Texte fourni ::

/---

La France devrait se retrouver au régime sec pour les prochaines années afin de redresser la barre, selon Jean Arthuis et ses collègues. Plusieurs de leurs propositions vont dans ce sens: «définir en loi organique un cadre pluriannuel de dépenses publiques au début de chaque mandature», «fixer spécifiquement un plancher pluriannuel de dépenses d’avenir», «se doter d’un objectif indicatif de dépenses de protection sociale» ou encore «créer une institution budgétaire indépendante chargée d’éclairer le Parlement et le grand public sur l’avenir des finances publiques».

​Dans L’Obs, Nicolas Dufrêne et Lenny Benbara ne mâchent pas leurs mots: «La position de la commission ne tient pas.» Ils reprochent également aux experts mandatés par le gouvernement d’écarter «avec légèreté les propositions réalistes que sont l’annulation des dettes publiques détenues par la BCE ou leur transformation en dettes perpétuelles».

Débat houleux sur l’annulation de la dette

Le débat sur l’annulation de tout ou partie de la dette Covid auprès de la BCE fait rage. Il a provoqué une première passe d’armes à l’Assemblée nationale le 22 mars. Bruno Le Maire, le ministre de l’Économie, et Olivier Dussopt martelaient depuis des semaines qu’il faudrait tout rembourser. Le député PCF Fabien Roussel leur a opposé l’annulation de la dette Covid détenue par la BCE: «Vous nous dites qu'il faudra la payer, cette dette, et avec des réformes dures, comme la réforme des retraites que vous préparez déjà. Vous préparez les Français à un énième discours sur la réduction des dépenses publiques.»

​Jean-Luc Mélenchon lui a emboîté le pas, affirmant que le remboursement de la dette était invoqué «pour imposer des politiques d'austérité». Sans surprise, dans le camp d’en face, on a hurlé à l’irresponsabilité. L’élu LREM Alexandre Holroyd a qualifié le non-remboursement de la dette auprès de la BCE d’«illégal», «inutile» et «ruineux». Quant à Agnès Thill, membre du groupe UDI et Indépendants, elle a repris les termes du rapport Arthuis en parlant d’«une erreur grave».

\---

Données de localisation de points ::
/---

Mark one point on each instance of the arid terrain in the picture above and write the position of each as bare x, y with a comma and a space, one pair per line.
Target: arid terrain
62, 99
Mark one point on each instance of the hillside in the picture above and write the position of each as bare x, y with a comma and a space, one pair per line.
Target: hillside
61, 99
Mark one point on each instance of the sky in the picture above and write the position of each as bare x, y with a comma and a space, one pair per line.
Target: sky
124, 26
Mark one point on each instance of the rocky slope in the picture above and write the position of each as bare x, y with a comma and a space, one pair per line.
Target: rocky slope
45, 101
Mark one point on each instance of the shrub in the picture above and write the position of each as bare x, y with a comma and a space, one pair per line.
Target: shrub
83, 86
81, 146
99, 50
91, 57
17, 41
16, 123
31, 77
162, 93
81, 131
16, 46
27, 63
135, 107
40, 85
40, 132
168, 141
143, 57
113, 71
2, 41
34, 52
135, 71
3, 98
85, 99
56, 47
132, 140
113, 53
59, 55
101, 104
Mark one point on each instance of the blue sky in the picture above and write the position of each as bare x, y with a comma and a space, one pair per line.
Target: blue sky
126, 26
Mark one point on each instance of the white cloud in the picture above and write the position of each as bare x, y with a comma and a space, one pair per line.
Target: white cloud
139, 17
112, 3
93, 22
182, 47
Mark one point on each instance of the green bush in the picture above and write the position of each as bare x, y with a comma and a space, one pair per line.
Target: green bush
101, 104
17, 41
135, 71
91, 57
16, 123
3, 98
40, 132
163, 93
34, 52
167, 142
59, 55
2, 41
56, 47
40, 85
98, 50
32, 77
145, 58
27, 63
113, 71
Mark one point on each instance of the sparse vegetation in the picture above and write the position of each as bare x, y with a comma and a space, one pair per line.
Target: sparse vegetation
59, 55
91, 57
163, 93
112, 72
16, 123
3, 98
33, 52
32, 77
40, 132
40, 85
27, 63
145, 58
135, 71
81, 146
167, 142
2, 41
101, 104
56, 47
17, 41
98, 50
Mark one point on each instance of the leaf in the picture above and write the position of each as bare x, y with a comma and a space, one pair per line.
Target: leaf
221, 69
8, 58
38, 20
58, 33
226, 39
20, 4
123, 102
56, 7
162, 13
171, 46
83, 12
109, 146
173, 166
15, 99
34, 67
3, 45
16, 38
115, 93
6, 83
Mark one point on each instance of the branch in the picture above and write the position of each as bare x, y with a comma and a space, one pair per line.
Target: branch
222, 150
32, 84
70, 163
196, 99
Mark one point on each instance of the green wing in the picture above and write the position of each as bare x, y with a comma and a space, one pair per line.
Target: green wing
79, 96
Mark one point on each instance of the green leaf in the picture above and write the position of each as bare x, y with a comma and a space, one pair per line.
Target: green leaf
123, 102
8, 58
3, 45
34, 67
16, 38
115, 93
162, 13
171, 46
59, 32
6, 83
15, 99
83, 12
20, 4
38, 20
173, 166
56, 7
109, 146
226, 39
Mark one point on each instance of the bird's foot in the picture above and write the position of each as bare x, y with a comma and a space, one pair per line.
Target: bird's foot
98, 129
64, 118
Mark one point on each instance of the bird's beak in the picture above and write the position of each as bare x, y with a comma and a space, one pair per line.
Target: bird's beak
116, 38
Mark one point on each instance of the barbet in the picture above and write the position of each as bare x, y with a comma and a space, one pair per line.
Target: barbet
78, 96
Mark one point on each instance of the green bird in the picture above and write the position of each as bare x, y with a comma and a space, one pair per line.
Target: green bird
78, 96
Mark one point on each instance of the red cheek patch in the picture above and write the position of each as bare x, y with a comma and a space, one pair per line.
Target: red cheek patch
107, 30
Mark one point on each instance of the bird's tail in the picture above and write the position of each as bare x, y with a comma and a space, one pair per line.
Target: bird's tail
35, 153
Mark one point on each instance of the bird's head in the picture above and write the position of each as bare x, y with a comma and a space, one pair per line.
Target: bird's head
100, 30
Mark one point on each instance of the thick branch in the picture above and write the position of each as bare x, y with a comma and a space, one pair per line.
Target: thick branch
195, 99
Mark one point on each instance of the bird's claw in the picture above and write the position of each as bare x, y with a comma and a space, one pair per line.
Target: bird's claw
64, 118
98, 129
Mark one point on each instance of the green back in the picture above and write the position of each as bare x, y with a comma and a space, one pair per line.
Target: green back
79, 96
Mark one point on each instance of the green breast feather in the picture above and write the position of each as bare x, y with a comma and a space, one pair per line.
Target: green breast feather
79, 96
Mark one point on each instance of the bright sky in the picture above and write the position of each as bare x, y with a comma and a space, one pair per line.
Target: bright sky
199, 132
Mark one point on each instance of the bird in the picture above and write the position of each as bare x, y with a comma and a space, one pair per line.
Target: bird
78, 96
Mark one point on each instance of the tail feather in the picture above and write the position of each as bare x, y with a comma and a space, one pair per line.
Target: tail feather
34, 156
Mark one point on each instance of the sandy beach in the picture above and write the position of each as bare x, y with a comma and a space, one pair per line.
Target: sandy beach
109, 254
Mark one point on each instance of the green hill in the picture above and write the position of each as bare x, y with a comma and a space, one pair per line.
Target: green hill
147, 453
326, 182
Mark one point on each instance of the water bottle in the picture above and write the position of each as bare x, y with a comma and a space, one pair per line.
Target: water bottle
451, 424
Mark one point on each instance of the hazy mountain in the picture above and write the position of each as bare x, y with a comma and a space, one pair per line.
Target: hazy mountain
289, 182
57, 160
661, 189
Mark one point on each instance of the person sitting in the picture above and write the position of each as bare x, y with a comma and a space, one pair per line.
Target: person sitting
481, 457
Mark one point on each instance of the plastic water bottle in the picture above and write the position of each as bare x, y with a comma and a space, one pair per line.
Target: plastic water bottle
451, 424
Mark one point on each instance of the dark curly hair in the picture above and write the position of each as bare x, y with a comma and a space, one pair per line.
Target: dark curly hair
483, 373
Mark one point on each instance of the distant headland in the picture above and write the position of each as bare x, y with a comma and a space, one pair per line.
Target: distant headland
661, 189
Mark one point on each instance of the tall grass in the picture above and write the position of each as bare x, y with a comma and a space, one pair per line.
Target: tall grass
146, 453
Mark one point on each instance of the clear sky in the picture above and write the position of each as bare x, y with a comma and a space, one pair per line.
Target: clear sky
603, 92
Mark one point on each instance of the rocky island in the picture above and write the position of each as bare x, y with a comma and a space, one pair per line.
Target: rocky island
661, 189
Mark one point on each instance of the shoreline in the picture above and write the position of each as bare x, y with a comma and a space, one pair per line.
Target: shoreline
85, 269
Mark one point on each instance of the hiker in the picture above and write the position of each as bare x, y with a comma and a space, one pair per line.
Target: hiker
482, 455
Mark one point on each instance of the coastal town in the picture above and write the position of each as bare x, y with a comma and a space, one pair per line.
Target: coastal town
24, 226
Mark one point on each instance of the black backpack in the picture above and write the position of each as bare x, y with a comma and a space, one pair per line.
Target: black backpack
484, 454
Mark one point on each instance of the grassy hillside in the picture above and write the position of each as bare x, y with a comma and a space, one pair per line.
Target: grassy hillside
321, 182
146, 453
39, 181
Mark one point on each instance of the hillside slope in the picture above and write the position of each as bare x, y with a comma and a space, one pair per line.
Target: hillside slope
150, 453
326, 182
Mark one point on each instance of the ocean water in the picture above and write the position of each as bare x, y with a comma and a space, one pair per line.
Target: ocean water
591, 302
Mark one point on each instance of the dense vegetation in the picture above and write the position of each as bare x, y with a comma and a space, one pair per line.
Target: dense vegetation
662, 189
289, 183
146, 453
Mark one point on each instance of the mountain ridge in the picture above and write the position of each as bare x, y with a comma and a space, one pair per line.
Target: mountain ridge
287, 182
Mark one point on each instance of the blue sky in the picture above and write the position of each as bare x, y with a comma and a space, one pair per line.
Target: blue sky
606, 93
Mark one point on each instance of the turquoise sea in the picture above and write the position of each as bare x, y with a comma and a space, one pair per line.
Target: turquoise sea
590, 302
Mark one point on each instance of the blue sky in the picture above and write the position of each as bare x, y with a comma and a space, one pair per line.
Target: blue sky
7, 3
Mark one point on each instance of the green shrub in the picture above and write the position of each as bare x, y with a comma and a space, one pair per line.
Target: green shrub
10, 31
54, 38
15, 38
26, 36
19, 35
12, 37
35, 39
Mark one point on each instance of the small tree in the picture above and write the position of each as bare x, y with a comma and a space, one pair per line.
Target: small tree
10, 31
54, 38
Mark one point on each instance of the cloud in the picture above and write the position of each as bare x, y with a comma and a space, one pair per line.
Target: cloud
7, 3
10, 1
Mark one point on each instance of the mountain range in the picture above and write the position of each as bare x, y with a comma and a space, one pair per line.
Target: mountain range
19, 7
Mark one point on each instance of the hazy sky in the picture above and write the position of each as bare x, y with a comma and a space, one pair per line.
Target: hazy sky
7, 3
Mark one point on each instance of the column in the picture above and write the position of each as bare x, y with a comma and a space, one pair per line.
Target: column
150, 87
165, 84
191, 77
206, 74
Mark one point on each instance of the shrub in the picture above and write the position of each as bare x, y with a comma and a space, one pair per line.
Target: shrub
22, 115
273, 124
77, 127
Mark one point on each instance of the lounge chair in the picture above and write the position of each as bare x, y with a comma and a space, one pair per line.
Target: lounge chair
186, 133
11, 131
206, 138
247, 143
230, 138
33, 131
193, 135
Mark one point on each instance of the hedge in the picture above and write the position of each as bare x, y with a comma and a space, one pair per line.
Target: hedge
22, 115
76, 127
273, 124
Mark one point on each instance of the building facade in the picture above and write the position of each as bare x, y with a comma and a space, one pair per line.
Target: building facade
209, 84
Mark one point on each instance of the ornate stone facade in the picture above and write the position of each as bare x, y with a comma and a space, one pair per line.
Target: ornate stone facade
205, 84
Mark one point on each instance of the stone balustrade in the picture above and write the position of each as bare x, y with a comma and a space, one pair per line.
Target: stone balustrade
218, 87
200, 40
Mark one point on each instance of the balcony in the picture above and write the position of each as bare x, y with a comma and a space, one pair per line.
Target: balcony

\---

Consignes ::
Répondez à ces questions sur le texte sur la dette :
(a) Dans quel média Nicolas Dufrêne et Lenny Benbara s'expriment-ils ?
(b) À quelle date la première passe d'armes a-t-elle eu lieu à l'Assemblée nationale ?
(c) Par quels trois termes Alexandre Holroyd qualifie-t-il le non-remboursement de la dette auprès de la BCE ?

Résultat attendu ::
(a) Dans L'Obs.
(b) Le 22 mars.
(c) «illégal», «inutile» et «ruineux».